▶ [WORK ORDER] Would you copy all lines in the data that contain the word "negative"?

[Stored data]
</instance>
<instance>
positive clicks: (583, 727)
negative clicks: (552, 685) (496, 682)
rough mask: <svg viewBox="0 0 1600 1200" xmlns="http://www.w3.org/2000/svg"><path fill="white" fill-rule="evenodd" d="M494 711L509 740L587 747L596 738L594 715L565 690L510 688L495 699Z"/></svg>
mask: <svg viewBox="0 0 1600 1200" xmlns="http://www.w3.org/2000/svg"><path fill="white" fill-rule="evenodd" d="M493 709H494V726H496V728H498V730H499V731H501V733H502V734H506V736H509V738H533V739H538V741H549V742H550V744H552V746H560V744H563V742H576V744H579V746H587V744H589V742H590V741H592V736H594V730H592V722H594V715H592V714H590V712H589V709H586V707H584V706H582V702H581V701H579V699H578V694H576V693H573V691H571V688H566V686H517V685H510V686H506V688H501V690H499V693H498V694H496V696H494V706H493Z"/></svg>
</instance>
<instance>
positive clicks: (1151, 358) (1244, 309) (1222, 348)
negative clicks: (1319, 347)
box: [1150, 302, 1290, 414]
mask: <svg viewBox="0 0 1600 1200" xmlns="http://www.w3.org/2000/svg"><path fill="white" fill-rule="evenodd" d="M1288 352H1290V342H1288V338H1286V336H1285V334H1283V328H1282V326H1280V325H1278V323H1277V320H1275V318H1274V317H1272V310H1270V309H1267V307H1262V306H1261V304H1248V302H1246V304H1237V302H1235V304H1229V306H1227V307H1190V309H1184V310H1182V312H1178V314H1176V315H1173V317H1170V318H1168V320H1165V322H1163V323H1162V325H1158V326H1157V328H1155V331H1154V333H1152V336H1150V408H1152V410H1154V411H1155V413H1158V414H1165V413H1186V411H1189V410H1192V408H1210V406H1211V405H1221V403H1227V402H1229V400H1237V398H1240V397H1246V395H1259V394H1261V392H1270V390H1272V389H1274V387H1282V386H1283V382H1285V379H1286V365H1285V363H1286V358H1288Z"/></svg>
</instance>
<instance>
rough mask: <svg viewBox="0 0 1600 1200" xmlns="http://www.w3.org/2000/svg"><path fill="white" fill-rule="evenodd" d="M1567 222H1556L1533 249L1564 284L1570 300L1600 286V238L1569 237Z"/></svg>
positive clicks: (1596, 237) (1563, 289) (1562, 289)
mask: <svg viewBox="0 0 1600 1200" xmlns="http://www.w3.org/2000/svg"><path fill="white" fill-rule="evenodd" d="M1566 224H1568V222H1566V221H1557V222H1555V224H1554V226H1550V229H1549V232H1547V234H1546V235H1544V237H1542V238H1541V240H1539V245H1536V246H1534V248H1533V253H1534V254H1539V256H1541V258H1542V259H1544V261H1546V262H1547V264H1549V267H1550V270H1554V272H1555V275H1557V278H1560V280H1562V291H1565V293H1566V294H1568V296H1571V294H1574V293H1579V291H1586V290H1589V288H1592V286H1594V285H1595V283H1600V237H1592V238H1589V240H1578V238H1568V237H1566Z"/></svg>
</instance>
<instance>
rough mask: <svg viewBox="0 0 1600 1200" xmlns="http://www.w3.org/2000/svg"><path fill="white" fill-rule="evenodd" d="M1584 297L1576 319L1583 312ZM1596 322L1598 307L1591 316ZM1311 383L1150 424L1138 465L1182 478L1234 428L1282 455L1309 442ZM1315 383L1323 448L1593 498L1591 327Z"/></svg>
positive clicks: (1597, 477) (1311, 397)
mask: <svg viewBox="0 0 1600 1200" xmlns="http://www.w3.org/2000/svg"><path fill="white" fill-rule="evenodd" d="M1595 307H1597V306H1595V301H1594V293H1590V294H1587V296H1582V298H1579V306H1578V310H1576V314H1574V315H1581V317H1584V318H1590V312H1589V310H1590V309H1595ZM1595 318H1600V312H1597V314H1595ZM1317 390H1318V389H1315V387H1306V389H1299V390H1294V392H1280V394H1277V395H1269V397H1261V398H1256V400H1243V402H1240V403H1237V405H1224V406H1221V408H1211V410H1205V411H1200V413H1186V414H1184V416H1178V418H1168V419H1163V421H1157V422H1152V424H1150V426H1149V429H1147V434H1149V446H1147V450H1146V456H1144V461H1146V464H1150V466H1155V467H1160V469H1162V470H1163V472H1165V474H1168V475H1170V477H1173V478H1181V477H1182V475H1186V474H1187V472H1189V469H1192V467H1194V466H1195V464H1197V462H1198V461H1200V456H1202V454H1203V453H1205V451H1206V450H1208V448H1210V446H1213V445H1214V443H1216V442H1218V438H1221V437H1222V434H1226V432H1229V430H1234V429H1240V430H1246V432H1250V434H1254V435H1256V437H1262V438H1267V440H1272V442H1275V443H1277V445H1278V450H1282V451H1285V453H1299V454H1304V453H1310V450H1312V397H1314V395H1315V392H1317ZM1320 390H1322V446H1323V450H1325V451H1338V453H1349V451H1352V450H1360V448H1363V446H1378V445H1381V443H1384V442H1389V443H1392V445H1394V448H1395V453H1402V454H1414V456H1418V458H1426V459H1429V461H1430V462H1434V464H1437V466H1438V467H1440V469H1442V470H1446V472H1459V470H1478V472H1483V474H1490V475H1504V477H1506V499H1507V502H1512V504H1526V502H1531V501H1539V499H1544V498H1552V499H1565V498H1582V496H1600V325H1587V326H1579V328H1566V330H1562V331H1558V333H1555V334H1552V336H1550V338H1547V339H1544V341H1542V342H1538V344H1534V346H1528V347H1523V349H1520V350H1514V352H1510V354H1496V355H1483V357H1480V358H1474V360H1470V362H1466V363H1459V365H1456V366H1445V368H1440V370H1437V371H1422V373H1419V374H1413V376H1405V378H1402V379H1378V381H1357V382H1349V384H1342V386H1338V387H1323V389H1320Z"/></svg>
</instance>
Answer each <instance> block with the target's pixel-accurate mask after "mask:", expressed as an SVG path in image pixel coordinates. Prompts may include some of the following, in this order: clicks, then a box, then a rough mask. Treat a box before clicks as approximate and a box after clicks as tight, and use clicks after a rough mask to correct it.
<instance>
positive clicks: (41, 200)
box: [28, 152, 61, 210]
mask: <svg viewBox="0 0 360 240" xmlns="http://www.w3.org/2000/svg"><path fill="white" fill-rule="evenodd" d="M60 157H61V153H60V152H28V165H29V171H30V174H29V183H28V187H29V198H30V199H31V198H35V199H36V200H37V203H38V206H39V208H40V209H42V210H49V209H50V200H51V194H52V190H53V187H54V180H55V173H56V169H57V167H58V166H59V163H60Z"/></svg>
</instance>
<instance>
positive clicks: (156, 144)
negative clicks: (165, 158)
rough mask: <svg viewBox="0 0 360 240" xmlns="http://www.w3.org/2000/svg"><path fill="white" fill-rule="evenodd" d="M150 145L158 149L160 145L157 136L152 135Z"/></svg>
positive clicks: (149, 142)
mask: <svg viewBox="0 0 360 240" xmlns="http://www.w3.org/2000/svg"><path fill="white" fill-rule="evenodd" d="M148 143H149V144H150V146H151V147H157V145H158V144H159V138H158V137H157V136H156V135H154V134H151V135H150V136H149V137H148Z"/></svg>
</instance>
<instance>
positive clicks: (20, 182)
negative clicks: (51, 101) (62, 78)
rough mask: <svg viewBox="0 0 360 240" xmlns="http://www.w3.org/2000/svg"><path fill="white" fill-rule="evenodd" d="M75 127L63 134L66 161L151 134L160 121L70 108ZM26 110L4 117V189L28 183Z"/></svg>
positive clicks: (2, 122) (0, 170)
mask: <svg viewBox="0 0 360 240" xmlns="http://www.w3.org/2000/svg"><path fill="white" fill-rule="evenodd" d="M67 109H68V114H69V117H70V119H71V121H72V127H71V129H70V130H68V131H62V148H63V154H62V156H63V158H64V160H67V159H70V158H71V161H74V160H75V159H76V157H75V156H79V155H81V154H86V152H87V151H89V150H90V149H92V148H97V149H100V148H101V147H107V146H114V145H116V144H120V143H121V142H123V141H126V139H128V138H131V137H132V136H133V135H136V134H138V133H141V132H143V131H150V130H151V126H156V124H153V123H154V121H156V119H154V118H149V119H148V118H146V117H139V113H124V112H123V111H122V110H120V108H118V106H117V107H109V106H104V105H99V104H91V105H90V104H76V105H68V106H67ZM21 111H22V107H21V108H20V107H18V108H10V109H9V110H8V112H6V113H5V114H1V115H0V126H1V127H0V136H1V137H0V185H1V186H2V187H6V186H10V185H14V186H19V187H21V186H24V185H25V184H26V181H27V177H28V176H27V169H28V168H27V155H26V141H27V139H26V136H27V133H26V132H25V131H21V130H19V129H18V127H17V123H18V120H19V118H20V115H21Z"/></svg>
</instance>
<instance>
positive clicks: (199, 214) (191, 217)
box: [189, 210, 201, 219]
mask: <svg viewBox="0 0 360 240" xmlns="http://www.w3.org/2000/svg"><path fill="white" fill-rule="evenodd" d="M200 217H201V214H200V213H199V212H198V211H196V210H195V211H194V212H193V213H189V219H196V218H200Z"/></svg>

▶ [COMPLETED TASK]
negative clicks: (552, 685) (496, 682)
negative clicks: (1319, 347)
negative clicks: (165, 158)
negative clicks: (51, 101) (62, 78)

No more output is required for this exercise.